- Task goal -
Please pull out each line from the material below that contains the word "jacket". Case matters.

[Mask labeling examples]
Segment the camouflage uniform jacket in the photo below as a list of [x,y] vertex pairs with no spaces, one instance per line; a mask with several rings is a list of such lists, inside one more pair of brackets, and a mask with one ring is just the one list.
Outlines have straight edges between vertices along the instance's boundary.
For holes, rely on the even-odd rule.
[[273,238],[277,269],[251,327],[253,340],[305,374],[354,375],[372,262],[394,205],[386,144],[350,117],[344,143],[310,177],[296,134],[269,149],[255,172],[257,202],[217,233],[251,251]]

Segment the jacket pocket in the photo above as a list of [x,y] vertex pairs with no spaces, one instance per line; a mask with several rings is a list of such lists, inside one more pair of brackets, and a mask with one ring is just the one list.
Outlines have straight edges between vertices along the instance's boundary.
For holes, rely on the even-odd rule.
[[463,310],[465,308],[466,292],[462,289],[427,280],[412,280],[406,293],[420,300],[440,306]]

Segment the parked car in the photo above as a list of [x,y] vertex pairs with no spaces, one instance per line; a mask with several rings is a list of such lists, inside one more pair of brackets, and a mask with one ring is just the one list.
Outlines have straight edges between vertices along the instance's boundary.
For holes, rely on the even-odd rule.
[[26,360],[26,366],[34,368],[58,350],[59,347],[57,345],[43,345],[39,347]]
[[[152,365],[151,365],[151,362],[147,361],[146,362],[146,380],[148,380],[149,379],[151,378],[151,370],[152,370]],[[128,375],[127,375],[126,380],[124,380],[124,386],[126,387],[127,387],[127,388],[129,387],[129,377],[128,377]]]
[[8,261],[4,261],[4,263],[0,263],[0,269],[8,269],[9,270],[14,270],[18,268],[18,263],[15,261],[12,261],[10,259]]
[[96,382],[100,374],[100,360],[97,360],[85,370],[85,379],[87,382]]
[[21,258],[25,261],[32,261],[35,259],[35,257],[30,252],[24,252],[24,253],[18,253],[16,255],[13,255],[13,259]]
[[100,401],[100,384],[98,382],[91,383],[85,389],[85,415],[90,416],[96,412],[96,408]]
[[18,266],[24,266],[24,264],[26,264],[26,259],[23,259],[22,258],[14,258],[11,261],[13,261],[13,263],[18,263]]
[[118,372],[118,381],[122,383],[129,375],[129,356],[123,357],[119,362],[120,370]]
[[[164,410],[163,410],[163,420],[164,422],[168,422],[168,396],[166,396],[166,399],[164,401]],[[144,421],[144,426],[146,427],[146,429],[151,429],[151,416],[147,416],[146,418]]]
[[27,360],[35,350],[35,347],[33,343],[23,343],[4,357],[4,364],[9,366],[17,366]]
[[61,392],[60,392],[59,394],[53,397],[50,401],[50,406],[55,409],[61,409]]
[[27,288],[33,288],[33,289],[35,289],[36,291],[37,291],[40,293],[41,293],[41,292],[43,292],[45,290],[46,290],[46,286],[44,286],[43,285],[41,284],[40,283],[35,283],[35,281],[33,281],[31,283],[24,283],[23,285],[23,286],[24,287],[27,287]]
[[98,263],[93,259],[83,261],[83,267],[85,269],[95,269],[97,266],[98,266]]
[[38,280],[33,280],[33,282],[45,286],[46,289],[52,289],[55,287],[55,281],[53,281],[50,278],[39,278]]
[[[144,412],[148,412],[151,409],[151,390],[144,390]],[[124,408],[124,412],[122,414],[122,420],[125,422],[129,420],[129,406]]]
--
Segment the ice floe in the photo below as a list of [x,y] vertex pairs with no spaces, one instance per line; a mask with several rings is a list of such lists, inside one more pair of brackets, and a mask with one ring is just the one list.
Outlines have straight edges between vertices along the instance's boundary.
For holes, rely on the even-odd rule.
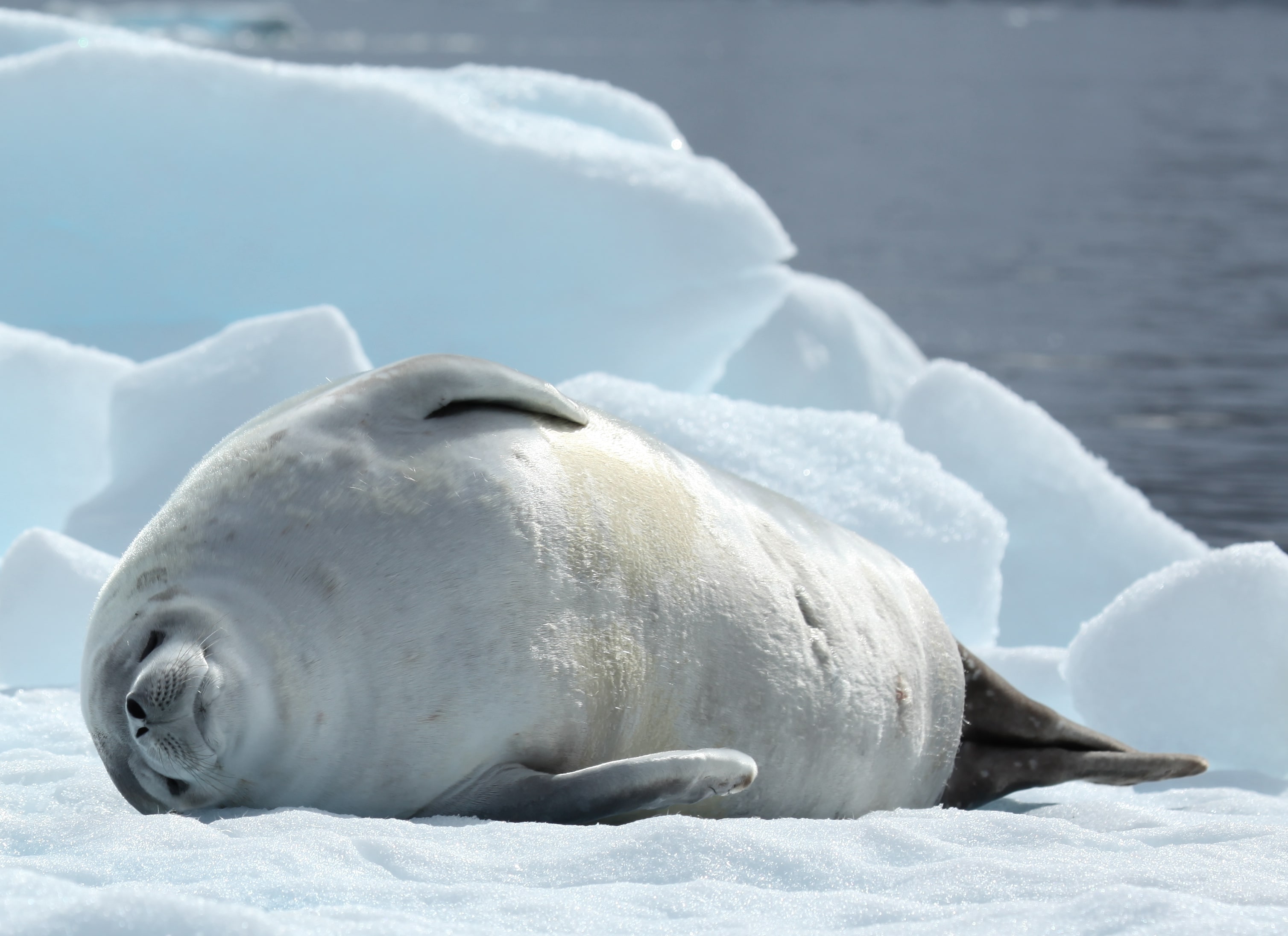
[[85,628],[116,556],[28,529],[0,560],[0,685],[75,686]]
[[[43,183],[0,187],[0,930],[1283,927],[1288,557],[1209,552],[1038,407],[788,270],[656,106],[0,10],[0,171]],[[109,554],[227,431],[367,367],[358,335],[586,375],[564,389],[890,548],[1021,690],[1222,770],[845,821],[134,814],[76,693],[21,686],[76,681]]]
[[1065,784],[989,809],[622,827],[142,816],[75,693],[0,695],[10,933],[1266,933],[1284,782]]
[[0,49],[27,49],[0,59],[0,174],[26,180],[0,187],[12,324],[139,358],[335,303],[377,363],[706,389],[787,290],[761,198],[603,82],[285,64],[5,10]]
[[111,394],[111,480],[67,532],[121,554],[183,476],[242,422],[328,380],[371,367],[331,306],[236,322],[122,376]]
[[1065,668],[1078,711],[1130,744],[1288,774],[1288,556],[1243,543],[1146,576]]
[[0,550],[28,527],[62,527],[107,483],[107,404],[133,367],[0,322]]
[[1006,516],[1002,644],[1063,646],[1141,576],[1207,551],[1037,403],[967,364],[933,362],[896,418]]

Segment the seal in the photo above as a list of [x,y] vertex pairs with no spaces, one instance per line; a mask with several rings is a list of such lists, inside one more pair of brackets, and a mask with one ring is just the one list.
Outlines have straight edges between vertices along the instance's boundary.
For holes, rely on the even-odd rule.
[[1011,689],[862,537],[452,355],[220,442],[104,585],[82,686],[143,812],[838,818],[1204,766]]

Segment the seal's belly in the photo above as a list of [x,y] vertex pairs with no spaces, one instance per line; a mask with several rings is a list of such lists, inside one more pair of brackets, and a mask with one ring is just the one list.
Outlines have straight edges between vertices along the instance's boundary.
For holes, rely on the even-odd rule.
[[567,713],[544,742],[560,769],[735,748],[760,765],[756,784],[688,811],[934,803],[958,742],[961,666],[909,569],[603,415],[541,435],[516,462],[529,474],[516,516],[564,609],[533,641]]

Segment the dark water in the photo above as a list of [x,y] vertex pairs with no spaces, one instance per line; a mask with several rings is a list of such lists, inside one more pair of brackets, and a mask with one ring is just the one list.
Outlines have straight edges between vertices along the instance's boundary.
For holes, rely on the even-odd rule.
* * *
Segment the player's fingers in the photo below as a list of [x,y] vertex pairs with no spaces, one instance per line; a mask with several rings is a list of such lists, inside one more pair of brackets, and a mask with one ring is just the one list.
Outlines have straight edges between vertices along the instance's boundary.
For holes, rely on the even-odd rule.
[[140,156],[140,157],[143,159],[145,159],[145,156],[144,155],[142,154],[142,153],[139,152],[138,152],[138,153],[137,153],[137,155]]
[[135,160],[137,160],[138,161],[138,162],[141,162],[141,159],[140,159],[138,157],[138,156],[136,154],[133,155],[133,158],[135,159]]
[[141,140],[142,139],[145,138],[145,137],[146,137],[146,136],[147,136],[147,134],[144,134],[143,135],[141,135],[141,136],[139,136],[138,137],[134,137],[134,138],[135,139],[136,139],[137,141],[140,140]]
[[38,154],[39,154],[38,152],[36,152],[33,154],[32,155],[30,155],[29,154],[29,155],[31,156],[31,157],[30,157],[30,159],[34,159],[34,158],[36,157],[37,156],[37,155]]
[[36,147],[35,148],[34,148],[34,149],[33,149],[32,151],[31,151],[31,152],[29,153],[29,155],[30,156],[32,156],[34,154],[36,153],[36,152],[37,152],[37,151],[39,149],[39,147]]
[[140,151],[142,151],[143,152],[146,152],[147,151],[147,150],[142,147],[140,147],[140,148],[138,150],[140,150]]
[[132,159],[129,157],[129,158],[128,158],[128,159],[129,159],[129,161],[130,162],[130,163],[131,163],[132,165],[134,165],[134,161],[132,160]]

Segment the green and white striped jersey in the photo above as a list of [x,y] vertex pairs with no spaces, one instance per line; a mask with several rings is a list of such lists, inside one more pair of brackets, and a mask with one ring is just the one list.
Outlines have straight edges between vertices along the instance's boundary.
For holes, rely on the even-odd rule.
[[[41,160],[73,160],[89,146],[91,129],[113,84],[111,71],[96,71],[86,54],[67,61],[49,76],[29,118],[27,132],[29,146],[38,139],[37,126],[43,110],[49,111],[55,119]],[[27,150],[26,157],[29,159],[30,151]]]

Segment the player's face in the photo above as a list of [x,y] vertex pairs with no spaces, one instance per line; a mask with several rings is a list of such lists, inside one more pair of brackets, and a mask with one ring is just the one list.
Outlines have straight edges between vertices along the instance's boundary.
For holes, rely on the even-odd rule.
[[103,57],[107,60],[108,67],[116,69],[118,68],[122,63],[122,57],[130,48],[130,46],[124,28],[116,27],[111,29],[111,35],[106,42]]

- Complete output -
Segment the camouflage uniform jacket in the photo below as a list of [x,y] vertex pairs with no spaces, one instance per line; a mask with several rings is a list of such lists, inside one more pair of brackets, and a mask with one ring is just the one list.
Segment the jacket pocket in the photo above as a list of [x,y] vertex pairs with no spaces, one instance per line; a mask with several rings is a list of such lists, inside one more pair of brackets, and a mask with one ring is just the one list.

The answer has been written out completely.